◆ **Challenge**:
Revise the lines below by swapping "marker" for "pin" and keeping every other word the same.

[Saved data entries]
* Begin *

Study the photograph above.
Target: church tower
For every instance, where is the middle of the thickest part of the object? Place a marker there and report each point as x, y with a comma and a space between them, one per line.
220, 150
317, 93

* End *

◆ **Finished exercise**:
Study the photograph above.
Target: church tower
For every instance, where is the middle of the thickest part of the object? Place a pin there and report each point as x, y with a comma and a space between them, one per line.
220, 150
317, 93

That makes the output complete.